▸ Your objective
Reproduce each of the following records word for word, keeping their order.

---- Record set

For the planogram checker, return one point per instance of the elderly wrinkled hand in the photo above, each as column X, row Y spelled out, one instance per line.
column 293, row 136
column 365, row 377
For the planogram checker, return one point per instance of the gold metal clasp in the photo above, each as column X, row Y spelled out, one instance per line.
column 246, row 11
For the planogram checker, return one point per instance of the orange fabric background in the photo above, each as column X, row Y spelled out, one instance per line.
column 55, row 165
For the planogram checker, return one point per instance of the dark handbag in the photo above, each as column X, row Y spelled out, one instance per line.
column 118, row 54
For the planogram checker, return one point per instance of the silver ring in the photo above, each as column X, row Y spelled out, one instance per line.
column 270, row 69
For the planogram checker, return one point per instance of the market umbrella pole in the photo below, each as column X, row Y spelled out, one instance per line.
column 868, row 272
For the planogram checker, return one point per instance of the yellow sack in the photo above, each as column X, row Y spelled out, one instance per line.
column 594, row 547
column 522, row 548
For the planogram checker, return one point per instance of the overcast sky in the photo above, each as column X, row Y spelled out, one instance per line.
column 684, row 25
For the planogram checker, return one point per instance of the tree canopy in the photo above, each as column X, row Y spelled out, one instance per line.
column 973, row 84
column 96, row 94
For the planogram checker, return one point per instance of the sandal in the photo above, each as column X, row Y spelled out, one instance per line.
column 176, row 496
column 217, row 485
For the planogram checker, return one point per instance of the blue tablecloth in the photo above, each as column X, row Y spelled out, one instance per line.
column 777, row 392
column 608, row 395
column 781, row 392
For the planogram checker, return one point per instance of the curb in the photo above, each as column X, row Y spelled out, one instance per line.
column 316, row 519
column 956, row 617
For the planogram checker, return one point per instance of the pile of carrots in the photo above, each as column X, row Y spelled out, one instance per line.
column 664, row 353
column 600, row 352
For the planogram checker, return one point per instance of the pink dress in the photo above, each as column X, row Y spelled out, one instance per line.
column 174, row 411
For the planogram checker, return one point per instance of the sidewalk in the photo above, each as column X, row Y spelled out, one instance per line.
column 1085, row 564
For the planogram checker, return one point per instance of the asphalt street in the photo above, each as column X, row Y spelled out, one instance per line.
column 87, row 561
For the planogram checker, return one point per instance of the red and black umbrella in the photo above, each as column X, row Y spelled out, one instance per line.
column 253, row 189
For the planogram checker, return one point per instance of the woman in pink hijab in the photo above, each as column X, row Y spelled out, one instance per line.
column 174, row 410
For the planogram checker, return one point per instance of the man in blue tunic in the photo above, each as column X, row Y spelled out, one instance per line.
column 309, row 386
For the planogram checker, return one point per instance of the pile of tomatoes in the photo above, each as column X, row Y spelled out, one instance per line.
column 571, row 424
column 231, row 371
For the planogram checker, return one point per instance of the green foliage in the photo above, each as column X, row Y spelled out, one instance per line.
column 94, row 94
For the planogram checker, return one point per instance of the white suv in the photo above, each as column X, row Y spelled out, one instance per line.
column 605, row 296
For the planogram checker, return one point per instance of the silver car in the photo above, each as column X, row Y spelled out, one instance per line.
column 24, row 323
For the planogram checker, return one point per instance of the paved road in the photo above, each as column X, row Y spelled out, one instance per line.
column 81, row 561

--------

▸ Task solution
For the planogram checker, return one point per instance of the elderly wrinkled hand in the photo above, each as column X, row Y spelled out, one instance per line.
column 293, row 136
column 365, row 377
For the planogram checker, return one point per instance of the gold metal clasp in the photo above, each as column X, row Y spelled out, one instance per line.
column 246, row 11
For the planogram checker, return one point per instance of the orange fabric background in the photo above, each as column X, row Y spelled out, one instance per line.
column 55, row 165
For the planogram checker, return one point per instance of the dark handbag in the photo above, each as column X, row Y spelled out, one instance per line.
column 118, row 54
For the planogram checker, return one point per instance of the silver ring in the photo above, each as column X, row Y spelled out, one instance per line.
column 270, row 69
For the planogram checker, return one point per instance of the market umbrella pole in the photo below, each as column X, row Y spelled out, one instance per line.
column 868, row 272
For the planogram checker, return one point per instance of the yellow sack in the photo above, each as column X, row Y spelled out, one instance per line.
column 594, row 547
column 522, row 548
For the planogram checker, return one point per instance of the overcast sky in the photo above, each as column X, row Y spelled out, one instance per line.
column 684, row 25
For the planogram checker, return one point per instance of the tree canopy in the photo above, each as column X, row Y spelled out, one instance per line.
column 973, row 84
column 96, row 94
For the planogram checker, return one point per instance of the sandal in the photo above, each as column X, row Y spelled out, one instance per line.
column 176, row 496
column 217, row 485
For the planogram checker, return one point per instance of the blue tablecloth in the photo above, each as column X, row Y spelled out, one instance per line.
column 777, row 392
column 608, row 395
column 781, row 392
For the planogram checker, return one point per instance of the curb in the photo above, each as column X, row Y spelled out, one instance per line.
column 316, row 519
column 956, row 617
For the planogram checker, return one point per instance of the pile of carrots in the photo above, each as column X, row Y spelled out, one instance per line.
column 664, row 353
column 600, row 352
For the planogram checker, return one point per instance of the pink dress in the photo above, each as column X, row Y spelled out, one instance per line.
column 174, row 411
For the planogram checker, return one point per instance of the sidewalk in the photo above, each as column X, row Y spelled out, one instance per line.
column 1085, row 564
For the planogram checker, return one point per instance of the asphalt street in the photo above, each as column X, row Y spelled out, one instance per line.
column 87, row 561
For the planogram checker, return one point per instance of the red and black umbrella in the photo above, each as column X, row Y spelled out, one instance per line.
column 253, row 189
For the planogram checker, return one point per instance of the woman in pink hijab in the photo above, each as column X, row Y spelled out, one instance per line.
column 174, row 410
For the planogram checker, return one point per instance of the man in blue tunic in the photo above, each as column X, row Y spelled out, one instance per line.
column 309, row 386
For the planogram checker, return one point per instance of the pile of tomatoes in the photo above, each as column X, row Y spelled out, one instance per line.
column 571, row 424
column 231, row 371
For the planogram checker, return one point per instance of the green foliage in the photo above, each as column X, row Y spelled out, one instance per line.
column 94, row 94
For the planogram checker, return one point per instance of the white suv in the photo above, each as column X, row Y spelled out, one instance per line.
column 605, row 296
For the planogram checker, return one point per instance of the silver car in the photo above, each as column X, row Y spelled out, one instance per line.
column 24, row 323
For the planogram checker, return one point per instance of the paved road in the photo above, each as column X, row Y spelled out, one instance per line.
column 81, row 561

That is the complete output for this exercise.